[What the task asks] Convert every line of the records below into a JSON list of strings, with one string per line and blank lines left out.

[Supplied material]
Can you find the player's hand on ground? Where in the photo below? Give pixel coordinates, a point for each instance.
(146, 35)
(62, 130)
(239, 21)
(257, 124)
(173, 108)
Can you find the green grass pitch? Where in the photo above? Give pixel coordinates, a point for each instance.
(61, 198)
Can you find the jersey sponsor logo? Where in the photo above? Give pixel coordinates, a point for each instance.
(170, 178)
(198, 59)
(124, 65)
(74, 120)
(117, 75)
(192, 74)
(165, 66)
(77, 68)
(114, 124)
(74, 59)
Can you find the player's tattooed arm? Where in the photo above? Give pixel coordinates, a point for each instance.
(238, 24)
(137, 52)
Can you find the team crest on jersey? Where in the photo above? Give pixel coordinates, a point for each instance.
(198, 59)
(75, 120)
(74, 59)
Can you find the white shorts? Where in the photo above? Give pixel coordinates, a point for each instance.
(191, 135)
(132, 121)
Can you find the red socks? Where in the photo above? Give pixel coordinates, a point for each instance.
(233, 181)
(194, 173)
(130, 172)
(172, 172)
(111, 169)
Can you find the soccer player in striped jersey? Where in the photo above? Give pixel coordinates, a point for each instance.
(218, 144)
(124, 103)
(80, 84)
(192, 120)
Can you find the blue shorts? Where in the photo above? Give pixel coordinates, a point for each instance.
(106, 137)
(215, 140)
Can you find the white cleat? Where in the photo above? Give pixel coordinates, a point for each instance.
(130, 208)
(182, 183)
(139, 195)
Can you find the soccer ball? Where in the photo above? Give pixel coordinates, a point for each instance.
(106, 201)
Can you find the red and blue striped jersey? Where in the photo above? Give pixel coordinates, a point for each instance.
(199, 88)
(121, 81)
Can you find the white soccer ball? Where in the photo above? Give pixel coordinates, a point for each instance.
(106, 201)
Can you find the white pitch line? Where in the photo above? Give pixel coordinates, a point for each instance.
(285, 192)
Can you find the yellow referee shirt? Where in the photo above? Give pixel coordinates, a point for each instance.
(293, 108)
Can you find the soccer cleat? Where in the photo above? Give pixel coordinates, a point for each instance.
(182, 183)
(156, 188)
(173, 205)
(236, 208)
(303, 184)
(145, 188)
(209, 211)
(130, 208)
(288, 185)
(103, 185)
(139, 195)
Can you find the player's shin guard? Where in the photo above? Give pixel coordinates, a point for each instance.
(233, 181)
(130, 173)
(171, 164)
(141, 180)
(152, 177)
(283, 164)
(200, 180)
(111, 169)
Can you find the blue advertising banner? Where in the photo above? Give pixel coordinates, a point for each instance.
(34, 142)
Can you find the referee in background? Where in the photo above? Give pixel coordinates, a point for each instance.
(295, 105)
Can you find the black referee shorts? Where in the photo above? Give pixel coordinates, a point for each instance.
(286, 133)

[Worked solution]
[
  "Can you find the player's hand on ground? Where in the photo below? Give pixel coordinates, a point for each instance.",
  "(146, 35)",
  "(62, 130)",
  "(239, 21)",
  "(257, 124)",
  "(173, 108)",
  "Can you find the green grass pitch? Where in the photo above? Give pixel coordinates, a point for each instance.",
  "(61, 198)",
  "Can you find the jersey sponsor logo? Where in the photo above? Give pixel coordinates, a point for each instance.",
  "(170, 178)",
  "(198, 59)",
  "(124, 65)",
  "(74, 120)",
  "(117, 75)",
  "(192, 74)",
  "(165, 66)",
  "(77, 68)",
  "(114, 124)",
  "(74, 59)",
  "Can you find the player's tattooed arm? Where in the photo above? Give pixel coordinates, a point for each instance.",
  "(238, 24)",
  "(137, 52)",
  "Can you find the team crest on jersey? Where in the photo above? Give pixel coordinates, a point for each instance.",
  "(198, 59)",
  "(75, 120)",
  "(74, 59)",
  "Can you find the white shorts? Where in the photo above? Give pixel coordinates, a point for each instance.",
  "(191, 135)",
  "(132, 121)",
  "Can you find the red socks? Where in the photo above? Give pixel coordinates, a point for each instance.",
  "(233, 181)",
  "(194, 173)",
  "(130, 172)",
  "(172, 172)",
  "(111, 169)",
  "Can you find the soccer player in striped jersey? Where in the photo above? Give pixel coordinates, a point for each instance.",
  "(218, 144)",
  "(124, 103)",
  "(80, 84)",
  "(192, 120)",
  "Can you find the blue shorts? Where in the photo above? Give pixel coordinates, a point for each instance.",
  "(106, 137)",
  "(215, 140)",
  "Can you find the white cleat? Where in the photo above? Give pixel coordinates, a point for each instance.",
  "(130, 208)",
  "(182, 183)",
  "(139, 195)",
  "Can you find the soccer ball? Where in the photo above? Give pixel coordinates, a point for each instance.",
  "(106, 201)",
  "Can you find the red and blue striped jersey? Where in the photo above? Give pixel coordinates, a point for each instance.",
  "(199, 88)",
  "(121, 81)",
  "Can you find the white soccer ball? Where in the photo above? Give pixel coordinates, a point for each instance.",
  "(106, 201)",
  "Can you find the white pitch line? Where in the photo above? Give pixel coordinates, a point for each instance.",
  "(285, 192)",
  "Can you find the yellow referee shirt? Where in the photo above? Give pixel coordinates, a point for each instance.",
  "(293, 108)",
  "Can you find the soccer cleat? Where in the photo above? Give pixel coordinates, a point for each instance.",
  "(182, 183)",
  "(156, 188)",
  "(173, 205)",
  "(236, 208)",
  "(303, 184)",
  "(145, 188)",
  "(209, 211)",
  "(130, 208)",
  "(288, 185)",
  "(103, 185)",
  "(139, 195)",
  "Can you find the player's shin guard? Where in the photo above? Give pixel coordinates, a point for each instance.",
  "(233, 181)",
  "(130, 173)",
  "(171, 164)",
  "(141, 180)",
  "(152, 177)",
  "(283, 164)",
  "(200, 180)",
  "(111, 169)",
  "Can you find the blue advertising banner? Where in the photo above? Give pixel coordinates, a point for each instance.",
  "(34, 142)",
  "Can you find the referee in background? Where in the photo above? Give pixel coordinates, a point for each instance.",
  "(295, 105)",
  "Can you find the black referee shorts? Where in the photo above? Give pixel coordinates, a point for each instance.",
  "(286, 133)"
]